STATED GOAL A: In the Edmonton housing thread, what monthly child care cost per child does Scuba_Dave report for Victoria?
STATED GOAL B: Write the next part of the Edmonton housing thread, picking up after its final post.

DOCUMENT PASSAGE:
# Edmonton Recce



## Scuba_Dave (14 Jun 2014)

So I have decided to take the long vigorous task of going from Navy to the Army (3 PPCLI hopefully). Currently on paternity leave until 27 Oct 14. My wife, daughter and I will be heading out to Edmonton to scope the place out later this summer, but our time is limited and I was just wondering if you folks could narrow our search in somewhere that would be great to live. We are looking for somewhere that is obviously not a cesspool, but we don't need anything to fancy. Probably looking at buying a house. Friends just got posted to Edmonton and are going on their HHT in about a week. From what we have heard Sherwood Park is a fairly decent place. But how bad is traffic in the mornings and afternoons? Anything you could help us with would be amazing!!

Cheers.


----------



## ModlrMike (14 Jun 2014)

Sherwood park is nice... if you're into an hour long drive. North Edm is probably a better bet. There's good housing anywhere in the box from 153rd north and between all the way to 50th. The communites of Carlton, Castle Downs, Holick Kenyon, Clareview, and Klarvatten are all good places to start.


----------



## GINge! (14 Jun 2014)

I would add Brintnell to Mike's list. 

If I ever got posted to Edmonton again, I'd pony up the dough and find a place in St Albert.


----------



## Scuba_Dave (14 Jun 2014)

Excellent!! Thanks folks. Just found out the Anthony Henday Drive highway should be completed by this fall, which would greatly reduce the driving time to the base. But after looking at the house prices its a little expensive for the most part. Do either of you, or anyone else know what child care is like in the city? Currently in Victoria and its running anywhere from $1000-$1800 a month per child (just a little inflated yes? lol) Personally hoping its a little cheaper  ???

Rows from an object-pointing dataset

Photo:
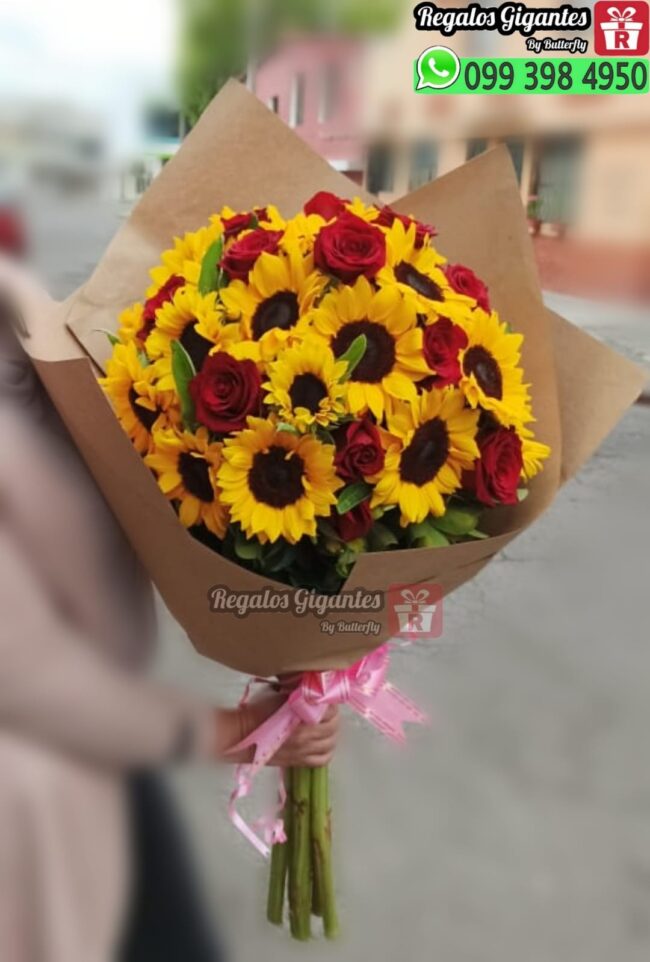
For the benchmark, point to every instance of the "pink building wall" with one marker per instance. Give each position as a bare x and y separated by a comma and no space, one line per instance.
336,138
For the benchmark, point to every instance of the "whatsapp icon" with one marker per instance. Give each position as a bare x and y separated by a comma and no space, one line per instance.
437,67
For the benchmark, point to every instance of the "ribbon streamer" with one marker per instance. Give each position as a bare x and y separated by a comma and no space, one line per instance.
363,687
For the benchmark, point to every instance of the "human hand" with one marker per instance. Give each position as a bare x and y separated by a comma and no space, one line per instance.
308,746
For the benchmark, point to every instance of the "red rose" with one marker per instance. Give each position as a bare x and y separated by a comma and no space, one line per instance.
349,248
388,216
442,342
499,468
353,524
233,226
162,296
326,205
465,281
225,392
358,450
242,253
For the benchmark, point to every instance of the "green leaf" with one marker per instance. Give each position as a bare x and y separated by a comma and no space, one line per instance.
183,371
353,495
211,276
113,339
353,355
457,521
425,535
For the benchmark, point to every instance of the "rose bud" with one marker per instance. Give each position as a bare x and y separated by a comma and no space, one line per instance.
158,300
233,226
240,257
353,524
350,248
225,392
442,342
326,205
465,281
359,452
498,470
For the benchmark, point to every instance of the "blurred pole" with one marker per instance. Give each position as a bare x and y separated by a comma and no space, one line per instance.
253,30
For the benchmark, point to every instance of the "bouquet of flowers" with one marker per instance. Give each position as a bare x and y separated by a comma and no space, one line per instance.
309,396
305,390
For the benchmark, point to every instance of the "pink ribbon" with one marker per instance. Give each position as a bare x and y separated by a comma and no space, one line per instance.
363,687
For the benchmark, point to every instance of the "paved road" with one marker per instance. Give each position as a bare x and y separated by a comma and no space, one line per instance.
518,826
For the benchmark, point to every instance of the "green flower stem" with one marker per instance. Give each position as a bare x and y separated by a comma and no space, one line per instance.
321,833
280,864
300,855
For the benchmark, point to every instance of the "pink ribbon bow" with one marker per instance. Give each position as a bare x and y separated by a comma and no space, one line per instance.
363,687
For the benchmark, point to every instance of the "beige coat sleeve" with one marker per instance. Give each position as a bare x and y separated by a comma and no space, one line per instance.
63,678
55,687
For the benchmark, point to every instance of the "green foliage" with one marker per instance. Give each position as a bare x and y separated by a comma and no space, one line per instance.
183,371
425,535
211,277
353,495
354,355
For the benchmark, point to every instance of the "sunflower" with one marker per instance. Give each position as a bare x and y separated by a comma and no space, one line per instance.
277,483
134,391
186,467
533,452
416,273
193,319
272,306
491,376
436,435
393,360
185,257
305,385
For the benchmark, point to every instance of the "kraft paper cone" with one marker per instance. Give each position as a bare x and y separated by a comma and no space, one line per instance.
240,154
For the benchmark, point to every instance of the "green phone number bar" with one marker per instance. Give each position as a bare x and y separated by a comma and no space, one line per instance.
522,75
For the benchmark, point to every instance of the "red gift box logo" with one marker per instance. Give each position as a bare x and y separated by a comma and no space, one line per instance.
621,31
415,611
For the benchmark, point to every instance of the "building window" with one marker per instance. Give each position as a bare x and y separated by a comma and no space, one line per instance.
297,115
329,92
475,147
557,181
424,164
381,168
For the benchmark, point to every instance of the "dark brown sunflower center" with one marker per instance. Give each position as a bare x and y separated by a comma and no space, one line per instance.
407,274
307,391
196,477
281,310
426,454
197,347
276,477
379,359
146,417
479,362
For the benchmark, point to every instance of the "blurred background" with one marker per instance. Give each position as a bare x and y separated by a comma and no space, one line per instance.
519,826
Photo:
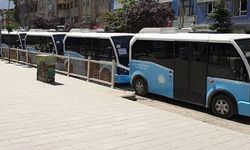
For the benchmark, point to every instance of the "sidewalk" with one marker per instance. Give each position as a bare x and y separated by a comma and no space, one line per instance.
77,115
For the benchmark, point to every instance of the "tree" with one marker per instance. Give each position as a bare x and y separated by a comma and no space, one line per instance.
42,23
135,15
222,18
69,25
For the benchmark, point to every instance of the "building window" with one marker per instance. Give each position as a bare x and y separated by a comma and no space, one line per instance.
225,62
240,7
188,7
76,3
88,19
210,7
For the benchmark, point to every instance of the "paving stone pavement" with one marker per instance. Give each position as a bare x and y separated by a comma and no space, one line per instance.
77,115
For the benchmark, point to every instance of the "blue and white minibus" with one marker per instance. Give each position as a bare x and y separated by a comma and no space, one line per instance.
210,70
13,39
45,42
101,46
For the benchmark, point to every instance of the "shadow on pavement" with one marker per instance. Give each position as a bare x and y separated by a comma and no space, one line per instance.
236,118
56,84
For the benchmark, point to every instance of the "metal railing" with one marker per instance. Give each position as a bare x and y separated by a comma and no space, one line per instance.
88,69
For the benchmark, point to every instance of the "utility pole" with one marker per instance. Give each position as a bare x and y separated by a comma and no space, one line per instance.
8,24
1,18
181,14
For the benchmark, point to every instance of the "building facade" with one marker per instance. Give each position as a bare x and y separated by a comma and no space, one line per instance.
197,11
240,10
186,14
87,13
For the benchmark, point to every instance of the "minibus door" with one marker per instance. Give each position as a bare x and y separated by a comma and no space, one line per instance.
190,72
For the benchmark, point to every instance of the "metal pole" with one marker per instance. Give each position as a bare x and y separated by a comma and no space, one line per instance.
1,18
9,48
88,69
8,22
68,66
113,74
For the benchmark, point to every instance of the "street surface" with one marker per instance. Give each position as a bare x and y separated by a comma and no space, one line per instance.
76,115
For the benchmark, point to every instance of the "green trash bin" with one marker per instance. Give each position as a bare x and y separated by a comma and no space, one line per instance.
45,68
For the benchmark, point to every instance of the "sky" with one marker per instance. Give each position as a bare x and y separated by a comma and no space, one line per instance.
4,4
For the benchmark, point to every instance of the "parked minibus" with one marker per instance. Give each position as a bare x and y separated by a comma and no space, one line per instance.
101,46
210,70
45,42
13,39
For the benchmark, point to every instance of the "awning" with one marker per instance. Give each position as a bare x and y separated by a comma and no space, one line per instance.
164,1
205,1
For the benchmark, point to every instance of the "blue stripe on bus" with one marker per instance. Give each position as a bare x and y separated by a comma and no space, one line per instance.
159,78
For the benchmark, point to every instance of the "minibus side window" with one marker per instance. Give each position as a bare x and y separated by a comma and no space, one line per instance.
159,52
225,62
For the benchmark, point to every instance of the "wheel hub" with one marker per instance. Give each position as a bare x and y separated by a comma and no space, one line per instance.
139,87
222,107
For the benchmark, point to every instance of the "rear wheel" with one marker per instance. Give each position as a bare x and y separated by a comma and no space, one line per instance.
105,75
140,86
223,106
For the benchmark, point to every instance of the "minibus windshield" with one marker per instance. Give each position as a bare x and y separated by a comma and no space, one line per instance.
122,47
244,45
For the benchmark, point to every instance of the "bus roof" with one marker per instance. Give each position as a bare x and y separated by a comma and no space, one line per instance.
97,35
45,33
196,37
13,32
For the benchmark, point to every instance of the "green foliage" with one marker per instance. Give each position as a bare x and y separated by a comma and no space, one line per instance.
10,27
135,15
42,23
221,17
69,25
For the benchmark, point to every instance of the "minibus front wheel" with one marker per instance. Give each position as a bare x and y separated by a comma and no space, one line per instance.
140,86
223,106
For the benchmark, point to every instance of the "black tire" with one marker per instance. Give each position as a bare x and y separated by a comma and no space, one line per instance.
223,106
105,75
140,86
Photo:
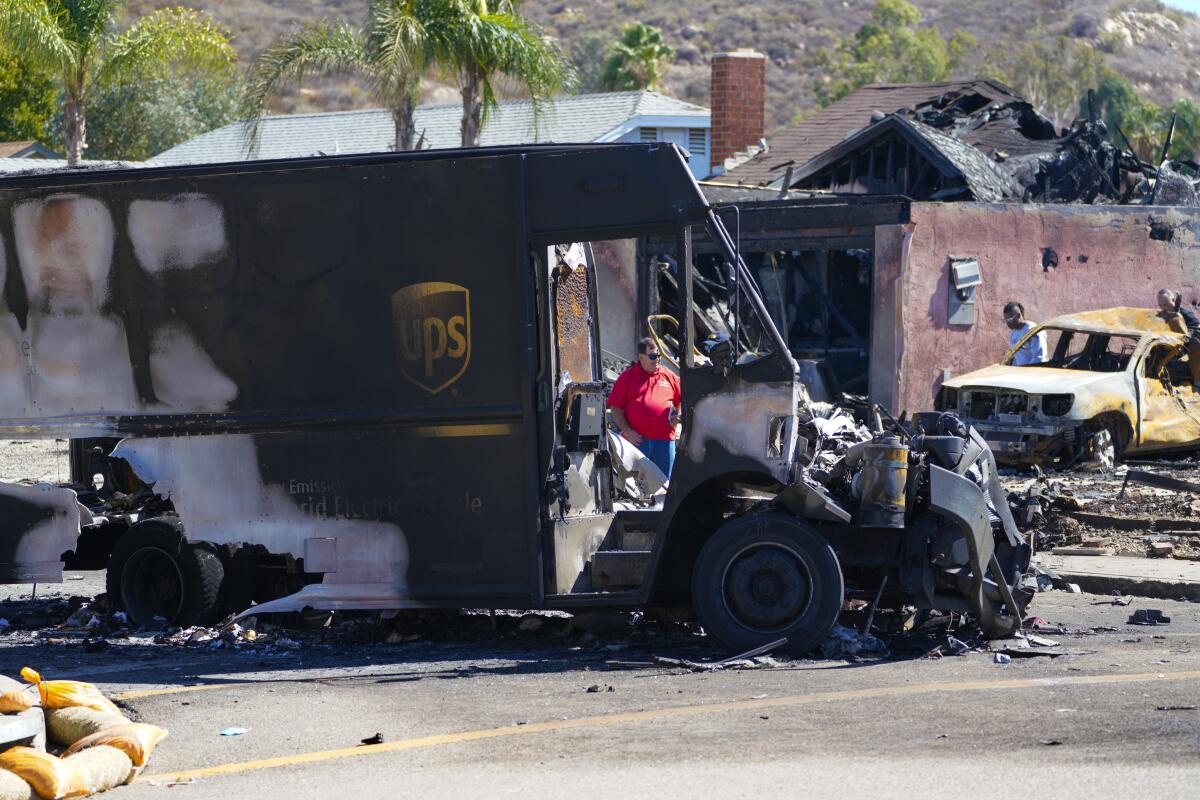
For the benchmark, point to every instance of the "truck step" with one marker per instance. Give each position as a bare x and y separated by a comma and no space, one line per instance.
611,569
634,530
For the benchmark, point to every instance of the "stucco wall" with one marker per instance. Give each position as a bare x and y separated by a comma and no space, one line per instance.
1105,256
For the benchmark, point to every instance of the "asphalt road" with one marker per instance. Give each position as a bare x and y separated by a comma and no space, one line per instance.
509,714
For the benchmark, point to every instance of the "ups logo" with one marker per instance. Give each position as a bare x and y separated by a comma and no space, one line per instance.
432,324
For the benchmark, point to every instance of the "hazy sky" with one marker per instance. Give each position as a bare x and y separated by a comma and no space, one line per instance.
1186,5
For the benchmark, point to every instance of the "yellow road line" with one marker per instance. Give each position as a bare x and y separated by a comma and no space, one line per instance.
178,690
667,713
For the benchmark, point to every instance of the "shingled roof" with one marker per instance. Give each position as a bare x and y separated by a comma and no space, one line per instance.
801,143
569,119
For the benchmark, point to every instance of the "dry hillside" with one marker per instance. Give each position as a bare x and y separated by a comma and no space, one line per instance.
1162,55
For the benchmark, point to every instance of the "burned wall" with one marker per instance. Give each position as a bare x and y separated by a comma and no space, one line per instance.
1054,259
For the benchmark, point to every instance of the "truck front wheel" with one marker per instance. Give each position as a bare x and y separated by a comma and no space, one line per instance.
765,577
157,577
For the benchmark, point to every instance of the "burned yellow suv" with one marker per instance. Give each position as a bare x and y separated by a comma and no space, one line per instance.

TASK RESPONSE A: Anywhere from $1000 to $1800 a month per child.

TASK RESPONSE B:
----------



## Old EO Tech (14 Jun 2014)

There are also communities north of the base that are cheaper than north Edmonton/St. Albert and are all decent places to live, like Morrinville, Gibbons, Bon Accord, and Fort Sask.  And are all in the 20-30 min drive range.


----------



## Scuba_Dave (14 Jun 2014)

Ok cool, really helps out. Was just looking online at some places in that area but couldn't put into perspective how long of a drive it would be...Would google maps that thing but its not that reliable  ;D


----------



## Strike (14 Jun 2014)

Day care is generally under $1,000 per child.  I'm paying $780 for a child over 18 months.

If you check around Oxford, Cumberland and Carlton (north of 137th Ave, west of 127th St) you might find something suitable.  Houses run 10 yrs older+ so you get some mature trees and might get a deal depending on what work has been done to upgrade.


----------



## GINge! (15 Jun 2014)

We used the MFRC just beside the Gym. They had a great staff, open for extended hours, and as I recall well priced. I think they also provided lunch. My daughter really liked it there and the socializing she got prepped her well for JK here in Ottawa. 

There was a waiting list though. Best to call and see if there is still a wait time.


----------



## Scuba_Dave (15 Jun 2014)

Thanks Strike and GINge! I know the MFRC here at least is the culprit for the high childcare costs, they are sitting at $1800/mth/child lol with a 2 year waiting list. Will give them a call and find out if they have a waiting list 

If anyone can think of anything else I should be thinking of that would be great. There is always something left on the back burner that you find out the hard way haha

Cheers.


----------



## Strike (15 Jun 2014)

So, my daughter is 21 months old and I STILL have not been called by the MFRC for a spot for daycare.   :  We put her on the list before she was born.


----------



## ModlrMike (15 Jun 2014)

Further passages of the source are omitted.